TASK ITEM: Write out the records below again from their beginning through the line containing "box: [0, 127, 300, 164]", with every "positive" renamed to "included" and nothing else changed. Include only those lines, and leave the pictures out.

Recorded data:
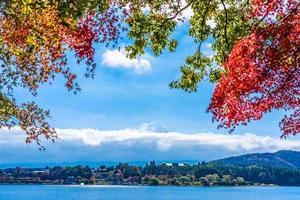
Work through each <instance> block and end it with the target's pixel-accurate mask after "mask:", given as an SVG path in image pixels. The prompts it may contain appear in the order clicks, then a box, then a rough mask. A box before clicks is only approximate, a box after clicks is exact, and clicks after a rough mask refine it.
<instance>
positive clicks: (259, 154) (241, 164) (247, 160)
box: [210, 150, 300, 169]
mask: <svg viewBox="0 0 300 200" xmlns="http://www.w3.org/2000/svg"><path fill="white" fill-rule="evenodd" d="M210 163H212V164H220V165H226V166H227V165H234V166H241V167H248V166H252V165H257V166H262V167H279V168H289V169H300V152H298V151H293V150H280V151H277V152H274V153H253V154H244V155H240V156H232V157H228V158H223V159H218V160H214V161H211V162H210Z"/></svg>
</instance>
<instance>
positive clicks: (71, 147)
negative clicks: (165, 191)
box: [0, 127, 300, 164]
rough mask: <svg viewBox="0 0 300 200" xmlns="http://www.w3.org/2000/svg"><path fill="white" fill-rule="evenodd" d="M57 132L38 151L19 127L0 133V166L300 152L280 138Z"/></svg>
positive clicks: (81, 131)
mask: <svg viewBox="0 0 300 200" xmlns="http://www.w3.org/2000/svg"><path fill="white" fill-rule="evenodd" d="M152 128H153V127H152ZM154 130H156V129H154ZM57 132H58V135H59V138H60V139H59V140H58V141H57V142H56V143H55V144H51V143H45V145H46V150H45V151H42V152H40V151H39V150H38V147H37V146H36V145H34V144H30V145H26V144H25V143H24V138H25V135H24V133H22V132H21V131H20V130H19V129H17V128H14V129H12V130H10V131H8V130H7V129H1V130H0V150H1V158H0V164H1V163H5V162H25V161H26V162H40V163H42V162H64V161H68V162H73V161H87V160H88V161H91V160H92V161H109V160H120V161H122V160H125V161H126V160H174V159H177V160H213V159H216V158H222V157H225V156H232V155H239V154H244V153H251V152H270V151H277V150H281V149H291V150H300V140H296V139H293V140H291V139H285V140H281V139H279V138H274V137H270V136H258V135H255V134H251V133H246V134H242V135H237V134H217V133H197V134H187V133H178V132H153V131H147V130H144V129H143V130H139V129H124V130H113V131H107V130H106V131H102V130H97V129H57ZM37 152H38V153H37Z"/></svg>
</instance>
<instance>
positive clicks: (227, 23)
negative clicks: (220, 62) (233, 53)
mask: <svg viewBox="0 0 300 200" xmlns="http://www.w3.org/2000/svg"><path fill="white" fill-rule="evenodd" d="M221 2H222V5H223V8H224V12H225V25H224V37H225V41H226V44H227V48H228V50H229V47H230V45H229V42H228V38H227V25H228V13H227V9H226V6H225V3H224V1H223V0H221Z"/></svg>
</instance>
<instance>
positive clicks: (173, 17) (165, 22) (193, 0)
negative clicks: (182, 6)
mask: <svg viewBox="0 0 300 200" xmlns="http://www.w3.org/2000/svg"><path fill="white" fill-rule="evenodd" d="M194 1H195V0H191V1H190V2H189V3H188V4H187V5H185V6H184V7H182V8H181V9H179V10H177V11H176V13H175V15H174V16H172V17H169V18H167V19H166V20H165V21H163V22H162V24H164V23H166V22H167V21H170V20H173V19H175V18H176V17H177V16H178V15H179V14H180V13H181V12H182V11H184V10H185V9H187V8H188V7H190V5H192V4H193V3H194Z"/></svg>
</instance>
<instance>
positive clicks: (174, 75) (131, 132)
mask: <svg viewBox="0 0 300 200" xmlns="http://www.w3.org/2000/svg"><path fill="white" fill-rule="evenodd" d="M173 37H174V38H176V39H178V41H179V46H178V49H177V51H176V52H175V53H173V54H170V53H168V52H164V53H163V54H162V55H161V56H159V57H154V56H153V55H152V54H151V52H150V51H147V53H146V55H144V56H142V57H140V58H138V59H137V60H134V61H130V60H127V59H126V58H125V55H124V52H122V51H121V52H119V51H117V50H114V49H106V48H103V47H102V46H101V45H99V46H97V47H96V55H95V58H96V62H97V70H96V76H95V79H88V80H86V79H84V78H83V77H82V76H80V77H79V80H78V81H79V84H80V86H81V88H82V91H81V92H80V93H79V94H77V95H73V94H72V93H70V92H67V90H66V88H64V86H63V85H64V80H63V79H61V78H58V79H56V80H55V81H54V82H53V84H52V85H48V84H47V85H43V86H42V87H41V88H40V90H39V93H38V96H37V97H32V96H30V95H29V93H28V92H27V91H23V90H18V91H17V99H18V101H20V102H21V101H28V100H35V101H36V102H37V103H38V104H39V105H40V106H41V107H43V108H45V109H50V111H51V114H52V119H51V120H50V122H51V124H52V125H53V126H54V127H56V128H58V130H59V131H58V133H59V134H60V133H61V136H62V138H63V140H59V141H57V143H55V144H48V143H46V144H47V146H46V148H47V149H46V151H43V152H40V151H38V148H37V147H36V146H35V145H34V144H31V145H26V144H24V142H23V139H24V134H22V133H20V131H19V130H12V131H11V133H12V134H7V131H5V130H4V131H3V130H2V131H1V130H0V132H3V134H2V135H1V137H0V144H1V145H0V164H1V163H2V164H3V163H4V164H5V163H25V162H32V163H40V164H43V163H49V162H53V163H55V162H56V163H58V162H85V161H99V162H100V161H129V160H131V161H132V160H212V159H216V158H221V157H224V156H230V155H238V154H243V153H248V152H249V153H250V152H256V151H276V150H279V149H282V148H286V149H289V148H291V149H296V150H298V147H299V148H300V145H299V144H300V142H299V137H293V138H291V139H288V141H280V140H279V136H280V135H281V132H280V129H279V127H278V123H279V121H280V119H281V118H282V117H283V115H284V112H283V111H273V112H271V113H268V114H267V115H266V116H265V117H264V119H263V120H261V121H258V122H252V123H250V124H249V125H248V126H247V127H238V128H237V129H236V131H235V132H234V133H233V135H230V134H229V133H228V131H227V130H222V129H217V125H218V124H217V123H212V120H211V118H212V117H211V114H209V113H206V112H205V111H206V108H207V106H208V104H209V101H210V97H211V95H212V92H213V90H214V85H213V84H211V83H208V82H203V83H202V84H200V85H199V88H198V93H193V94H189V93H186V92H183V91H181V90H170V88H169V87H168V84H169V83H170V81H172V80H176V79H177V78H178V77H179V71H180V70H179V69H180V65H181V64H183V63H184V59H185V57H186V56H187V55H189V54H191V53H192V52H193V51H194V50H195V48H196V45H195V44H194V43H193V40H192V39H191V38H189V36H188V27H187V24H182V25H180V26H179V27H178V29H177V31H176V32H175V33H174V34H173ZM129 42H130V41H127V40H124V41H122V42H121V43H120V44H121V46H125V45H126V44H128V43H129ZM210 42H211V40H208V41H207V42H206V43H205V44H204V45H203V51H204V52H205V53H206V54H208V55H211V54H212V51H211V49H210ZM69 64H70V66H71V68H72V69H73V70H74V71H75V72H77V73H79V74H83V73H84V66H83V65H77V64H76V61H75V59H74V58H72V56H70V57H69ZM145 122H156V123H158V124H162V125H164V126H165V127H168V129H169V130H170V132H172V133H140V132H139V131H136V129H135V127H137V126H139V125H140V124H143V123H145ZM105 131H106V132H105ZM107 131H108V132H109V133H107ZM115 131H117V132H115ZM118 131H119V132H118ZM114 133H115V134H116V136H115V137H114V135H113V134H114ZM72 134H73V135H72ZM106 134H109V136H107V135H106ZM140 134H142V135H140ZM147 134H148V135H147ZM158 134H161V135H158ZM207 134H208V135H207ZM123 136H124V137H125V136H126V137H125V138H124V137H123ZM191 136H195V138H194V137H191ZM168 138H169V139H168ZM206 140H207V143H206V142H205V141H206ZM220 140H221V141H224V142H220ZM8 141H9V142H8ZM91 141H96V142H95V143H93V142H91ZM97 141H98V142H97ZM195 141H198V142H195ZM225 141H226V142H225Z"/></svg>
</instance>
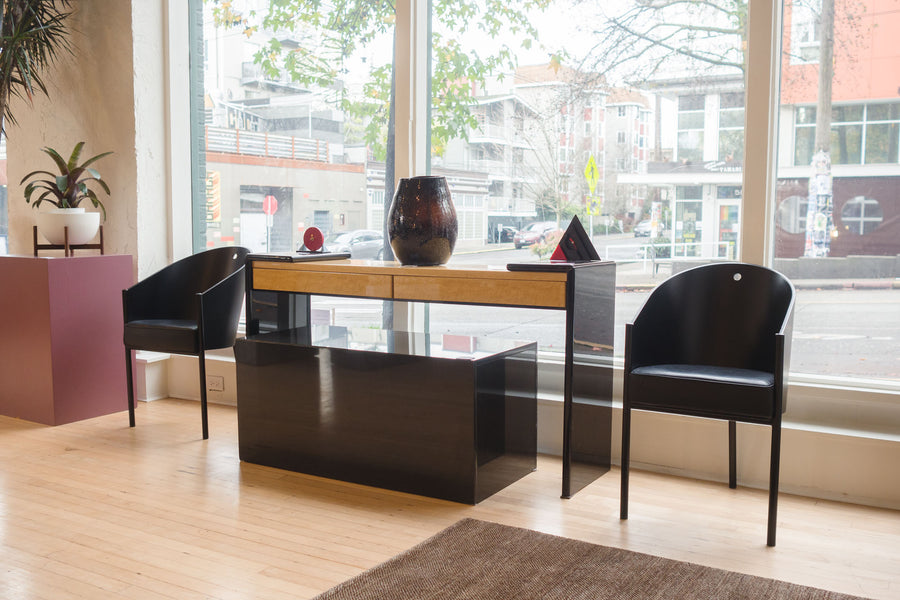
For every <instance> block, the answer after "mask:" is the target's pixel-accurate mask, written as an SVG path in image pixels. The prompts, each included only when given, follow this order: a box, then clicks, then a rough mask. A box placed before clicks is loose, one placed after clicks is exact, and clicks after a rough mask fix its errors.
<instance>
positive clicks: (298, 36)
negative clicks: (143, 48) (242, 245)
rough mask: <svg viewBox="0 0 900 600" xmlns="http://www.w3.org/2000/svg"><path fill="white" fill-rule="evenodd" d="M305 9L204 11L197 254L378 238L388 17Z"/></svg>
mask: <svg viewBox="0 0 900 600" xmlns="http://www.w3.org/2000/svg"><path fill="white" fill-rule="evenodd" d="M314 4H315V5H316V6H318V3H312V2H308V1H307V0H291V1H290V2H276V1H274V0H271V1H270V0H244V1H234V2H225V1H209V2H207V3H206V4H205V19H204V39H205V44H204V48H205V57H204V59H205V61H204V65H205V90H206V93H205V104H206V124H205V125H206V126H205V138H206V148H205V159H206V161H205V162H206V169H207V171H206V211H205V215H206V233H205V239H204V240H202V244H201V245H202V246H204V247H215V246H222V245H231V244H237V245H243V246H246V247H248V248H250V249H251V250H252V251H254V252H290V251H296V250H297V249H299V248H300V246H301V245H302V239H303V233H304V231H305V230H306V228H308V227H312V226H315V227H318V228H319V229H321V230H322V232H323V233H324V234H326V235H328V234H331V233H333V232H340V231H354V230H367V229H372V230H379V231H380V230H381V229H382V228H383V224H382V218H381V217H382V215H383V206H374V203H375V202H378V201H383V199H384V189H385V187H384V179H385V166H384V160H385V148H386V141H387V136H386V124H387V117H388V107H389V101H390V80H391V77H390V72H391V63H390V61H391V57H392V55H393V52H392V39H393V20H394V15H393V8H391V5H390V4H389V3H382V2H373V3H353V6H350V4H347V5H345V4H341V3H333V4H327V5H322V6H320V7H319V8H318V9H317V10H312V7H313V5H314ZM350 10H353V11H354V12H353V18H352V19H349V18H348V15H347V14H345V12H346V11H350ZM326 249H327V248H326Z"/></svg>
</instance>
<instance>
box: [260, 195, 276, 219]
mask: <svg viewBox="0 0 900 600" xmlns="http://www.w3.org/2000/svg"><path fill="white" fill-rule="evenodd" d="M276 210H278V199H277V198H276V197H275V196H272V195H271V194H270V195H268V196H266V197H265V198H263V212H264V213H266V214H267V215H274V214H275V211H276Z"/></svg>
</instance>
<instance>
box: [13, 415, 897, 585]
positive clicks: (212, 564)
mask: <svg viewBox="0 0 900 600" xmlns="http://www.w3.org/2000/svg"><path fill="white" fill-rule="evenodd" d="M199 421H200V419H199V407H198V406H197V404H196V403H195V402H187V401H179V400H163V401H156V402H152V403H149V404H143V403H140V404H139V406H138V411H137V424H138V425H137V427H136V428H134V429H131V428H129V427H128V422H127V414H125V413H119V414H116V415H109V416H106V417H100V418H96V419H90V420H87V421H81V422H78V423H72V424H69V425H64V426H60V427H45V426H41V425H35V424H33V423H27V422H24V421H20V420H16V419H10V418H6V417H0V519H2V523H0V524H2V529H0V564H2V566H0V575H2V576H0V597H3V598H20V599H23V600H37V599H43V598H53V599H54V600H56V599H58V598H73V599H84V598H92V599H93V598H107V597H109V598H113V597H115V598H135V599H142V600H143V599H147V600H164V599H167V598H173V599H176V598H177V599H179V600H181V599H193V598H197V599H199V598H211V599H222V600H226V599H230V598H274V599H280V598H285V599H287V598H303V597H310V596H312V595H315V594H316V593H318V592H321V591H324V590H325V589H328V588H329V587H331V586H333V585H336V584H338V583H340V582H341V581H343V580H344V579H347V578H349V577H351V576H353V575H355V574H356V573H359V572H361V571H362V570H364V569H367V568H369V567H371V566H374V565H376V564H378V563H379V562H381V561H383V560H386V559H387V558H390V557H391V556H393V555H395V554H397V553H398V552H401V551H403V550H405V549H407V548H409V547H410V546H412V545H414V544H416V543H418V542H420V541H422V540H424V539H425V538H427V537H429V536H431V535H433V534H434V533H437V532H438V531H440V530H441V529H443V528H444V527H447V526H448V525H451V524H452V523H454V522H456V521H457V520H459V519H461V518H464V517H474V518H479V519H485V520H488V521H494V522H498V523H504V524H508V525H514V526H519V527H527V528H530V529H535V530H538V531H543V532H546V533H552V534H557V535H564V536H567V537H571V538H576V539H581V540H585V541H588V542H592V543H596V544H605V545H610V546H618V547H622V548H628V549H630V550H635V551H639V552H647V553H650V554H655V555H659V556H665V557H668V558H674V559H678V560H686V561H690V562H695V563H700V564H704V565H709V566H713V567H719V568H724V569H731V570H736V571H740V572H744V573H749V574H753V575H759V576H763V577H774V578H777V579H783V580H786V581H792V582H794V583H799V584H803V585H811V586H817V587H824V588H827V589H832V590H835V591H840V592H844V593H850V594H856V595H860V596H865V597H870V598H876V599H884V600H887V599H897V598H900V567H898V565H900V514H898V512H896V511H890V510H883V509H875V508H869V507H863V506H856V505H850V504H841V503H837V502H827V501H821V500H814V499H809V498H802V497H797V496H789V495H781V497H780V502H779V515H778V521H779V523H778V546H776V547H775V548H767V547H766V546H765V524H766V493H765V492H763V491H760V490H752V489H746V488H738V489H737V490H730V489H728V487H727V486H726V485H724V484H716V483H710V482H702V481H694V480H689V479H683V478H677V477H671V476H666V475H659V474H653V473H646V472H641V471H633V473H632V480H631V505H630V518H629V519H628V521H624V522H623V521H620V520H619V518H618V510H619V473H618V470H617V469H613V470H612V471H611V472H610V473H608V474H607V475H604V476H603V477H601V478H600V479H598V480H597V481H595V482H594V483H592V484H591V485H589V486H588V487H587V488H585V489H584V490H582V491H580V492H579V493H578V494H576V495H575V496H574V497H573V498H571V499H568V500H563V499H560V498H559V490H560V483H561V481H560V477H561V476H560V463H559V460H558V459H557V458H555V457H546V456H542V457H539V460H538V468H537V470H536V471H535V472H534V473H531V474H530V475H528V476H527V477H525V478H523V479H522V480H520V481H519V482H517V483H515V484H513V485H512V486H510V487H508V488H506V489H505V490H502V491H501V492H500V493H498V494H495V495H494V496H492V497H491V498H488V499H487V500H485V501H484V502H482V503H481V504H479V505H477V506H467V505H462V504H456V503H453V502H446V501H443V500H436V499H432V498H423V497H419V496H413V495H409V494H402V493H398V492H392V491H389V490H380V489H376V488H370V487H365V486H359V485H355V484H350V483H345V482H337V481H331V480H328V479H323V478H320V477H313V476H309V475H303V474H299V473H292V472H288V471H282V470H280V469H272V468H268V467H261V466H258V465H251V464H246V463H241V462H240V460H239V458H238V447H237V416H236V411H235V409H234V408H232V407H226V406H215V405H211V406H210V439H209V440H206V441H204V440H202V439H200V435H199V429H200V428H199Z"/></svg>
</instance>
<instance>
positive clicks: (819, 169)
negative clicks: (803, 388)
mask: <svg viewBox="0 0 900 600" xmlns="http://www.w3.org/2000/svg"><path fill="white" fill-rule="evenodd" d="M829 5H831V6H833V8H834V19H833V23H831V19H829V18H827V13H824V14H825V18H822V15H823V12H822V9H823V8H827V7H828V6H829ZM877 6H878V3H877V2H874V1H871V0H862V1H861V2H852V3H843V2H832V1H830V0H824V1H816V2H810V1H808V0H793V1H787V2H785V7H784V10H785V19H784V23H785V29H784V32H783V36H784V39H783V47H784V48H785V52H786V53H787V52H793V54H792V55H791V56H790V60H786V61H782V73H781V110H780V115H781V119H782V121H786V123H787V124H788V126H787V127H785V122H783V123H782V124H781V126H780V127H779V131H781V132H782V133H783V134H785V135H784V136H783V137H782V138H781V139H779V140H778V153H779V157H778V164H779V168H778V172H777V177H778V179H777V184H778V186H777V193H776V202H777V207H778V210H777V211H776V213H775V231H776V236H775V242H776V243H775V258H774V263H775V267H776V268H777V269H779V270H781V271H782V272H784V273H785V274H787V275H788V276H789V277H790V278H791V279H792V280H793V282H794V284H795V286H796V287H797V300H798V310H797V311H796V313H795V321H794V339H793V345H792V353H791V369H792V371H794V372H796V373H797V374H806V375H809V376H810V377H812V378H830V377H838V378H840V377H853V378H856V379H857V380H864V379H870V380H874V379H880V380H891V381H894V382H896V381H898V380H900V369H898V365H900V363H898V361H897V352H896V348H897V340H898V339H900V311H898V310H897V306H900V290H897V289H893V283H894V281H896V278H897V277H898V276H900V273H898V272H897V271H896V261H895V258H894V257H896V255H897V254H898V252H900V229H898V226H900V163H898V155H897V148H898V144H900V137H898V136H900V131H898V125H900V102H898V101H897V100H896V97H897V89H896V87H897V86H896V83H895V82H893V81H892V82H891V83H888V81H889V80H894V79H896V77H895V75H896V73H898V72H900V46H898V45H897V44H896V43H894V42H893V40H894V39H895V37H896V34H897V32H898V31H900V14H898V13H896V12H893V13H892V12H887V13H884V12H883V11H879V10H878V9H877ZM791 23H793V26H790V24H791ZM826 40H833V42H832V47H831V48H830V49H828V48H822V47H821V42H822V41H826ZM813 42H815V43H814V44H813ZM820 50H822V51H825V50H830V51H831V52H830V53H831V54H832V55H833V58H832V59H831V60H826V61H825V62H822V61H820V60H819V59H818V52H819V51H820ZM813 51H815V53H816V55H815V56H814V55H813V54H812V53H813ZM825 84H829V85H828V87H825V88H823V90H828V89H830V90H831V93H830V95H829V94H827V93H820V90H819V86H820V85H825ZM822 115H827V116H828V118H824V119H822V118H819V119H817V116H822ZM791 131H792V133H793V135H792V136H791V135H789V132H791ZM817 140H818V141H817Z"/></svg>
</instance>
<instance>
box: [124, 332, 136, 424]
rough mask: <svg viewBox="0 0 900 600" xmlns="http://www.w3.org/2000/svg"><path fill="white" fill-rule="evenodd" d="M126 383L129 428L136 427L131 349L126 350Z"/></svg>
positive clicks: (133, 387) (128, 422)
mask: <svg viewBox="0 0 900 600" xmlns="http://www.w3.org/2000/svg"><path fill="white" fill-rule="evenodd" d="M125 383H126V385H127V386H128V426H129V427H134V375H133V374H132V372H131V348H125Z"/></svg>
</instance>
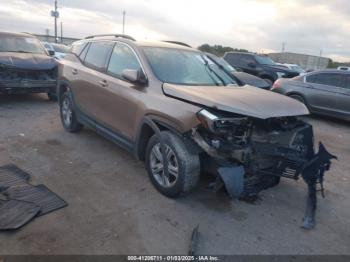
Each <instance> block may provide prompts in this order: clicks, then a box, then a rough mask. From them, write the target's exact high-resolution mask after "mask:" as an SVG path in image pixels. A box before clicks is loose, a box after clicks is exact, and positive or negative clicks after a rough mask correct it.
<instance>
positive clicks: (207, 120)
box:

EXERCISE RESULT:
Work through each <instance> block and end it with the target's pixel-accurate mask after "mask:", given as an SVG path in image pixels. The prompts it may contain appear in the order clicks, then a box, then a rough mask. A box before clicks is only approximate, a box after clicks is exact, and clicks after a rough mask refine it.
<instance>
included clicks: (259, 154) (241, 164) (247, 160)
box: [210, 150, 300, 169]
mask: <svg viewBox="0 0 300 200" xmlns="http://www.w3.org/2000/svg"><path fill="white" fill-rule="evenodd" d="M210 163H212V164H220V165H226V166H227V165H234V166H241V167H248V166H252V165H257V166H262V167H279V168H289V169H300V152H298V151H293V150H280V151H277V152H274V153H253V154H244V155H240V156H232V157H228V158H223V159H218V160H214V161H211V162H210Z"/></svg>
</instance>
<instance>
included clicks: (71, 147)
negative clicks: (165, 191)
box: [0, 127, 300, 164]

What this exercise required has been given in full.